» THE EXERCISE
Return the data from the line with "Mark any visible thin wispy cloud." to the line with "Mark any visible cloud.", both included, unchanged.

» MATERIAL PROVIDED

_ _ _

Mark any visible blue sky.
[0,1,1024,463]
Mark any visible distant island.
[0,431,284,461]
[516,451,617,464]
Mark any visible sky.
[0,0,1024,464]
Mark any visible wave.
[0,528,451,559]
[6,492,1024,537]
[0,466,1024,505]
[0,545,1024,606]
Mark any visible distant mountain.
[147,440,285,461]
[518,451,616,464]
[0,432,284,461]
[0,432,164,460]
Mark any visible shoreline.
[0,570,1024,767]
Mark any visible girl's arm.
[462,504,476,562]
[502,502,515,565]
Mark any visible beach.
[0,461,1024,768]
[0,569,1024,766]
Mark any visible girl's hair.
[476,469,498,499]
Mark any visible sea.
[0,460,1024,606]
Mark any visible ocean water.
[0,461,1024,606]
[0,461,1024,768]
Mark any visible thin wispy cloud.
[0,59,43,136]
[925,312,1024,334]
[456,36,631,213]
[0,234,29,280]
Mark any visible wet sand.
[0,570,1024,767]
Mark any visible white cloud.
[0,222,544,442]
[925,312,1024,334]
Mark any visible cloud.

_ _ _

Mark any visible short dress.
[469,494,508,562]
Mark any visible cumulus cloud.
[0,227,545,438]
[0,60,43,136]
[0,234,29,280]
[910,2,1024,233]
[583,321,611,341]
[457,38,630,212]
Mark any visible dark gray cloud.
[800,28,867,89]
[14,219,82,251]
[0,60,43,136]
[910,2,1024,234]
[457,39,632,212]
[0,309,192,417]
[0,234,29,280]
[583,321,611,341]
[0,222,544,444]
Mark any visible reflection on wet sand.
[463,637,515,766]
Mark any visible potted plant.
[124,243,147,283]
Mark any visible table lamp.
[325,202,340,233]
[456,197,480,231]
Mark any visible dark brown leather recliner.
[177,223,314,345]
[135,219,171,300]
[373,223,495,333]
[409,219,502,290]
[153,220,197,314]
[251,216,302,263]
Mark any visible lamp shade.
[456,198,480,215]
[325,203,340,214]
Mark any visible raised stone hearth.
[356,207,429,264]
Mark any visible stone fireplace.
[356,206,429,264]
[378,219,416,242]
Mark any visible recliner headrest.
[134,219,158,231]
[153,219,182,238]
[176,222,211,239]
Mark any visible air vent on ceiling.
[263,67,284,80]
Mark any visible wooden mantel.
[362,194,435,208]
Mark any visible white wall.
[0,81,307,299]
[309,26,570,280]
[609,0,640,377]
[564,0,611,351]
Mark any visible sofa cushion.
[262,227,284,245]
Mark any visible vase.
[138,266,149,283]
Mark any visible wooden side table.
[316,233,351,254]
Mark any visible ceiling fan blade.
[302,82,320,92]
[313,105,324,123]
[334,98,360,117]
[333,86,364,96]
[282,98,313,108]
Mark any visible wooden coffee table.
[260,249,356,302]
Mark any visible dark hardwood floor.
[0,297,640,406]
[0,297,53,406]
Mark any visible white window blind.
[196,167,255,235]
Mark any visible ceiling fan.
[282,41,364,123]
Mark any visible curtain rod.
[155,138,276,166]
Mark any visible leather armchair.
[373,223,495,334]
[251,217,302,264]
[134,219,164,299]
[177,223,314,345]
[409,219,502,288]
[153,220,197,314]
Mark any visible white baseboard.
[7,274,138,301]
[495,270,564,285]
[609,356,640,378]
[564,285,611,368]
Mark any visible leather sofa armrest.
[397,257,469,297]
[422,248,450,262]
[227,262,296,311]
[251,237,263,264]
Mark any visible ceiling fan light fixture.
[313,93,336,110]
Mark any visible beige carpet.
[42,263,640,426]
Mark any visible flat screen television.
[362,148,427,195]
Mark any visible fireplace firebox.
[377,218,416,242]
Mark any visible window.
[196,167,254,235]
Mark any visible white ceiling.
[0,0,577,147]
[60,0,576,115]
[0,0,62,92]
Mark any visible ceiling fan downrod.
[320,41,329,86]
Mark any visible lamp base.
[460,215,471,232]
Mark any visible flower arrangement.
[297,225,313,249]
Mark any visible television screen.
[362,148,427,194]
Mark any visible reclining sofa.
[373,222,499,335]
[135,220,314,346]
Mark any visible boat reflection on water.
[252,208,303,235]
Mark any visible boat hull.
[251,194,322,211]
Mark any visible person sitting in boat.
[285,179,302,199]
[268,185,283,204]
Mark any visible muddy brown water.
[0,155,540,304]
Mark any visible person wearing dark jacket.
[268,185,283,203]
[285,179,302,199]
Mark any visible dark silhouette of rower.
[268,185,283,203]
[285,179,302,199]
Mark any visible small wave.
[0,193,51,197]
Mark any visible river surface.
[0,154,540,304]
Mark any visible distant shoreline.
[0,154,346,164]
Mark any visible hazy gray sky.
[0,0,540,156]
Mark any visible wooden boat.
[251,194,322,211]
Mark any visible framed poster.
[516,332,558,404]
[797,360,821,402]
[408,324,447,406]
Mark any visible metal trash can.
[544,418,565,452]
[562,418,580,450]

_ _ _

» WRITTEN RESPONSE
Mark any visible thin wispy cloud.
[0,59,43,136]
[925,312,1024,334]
[456,36,631,213]
[0,234,29,280]
Mark any visible wet sand.
[0,570,1024,767]
Mark any visible white cloud.
[0,222,544,442]
[925,312,1024,334]
Mark any visible cloud.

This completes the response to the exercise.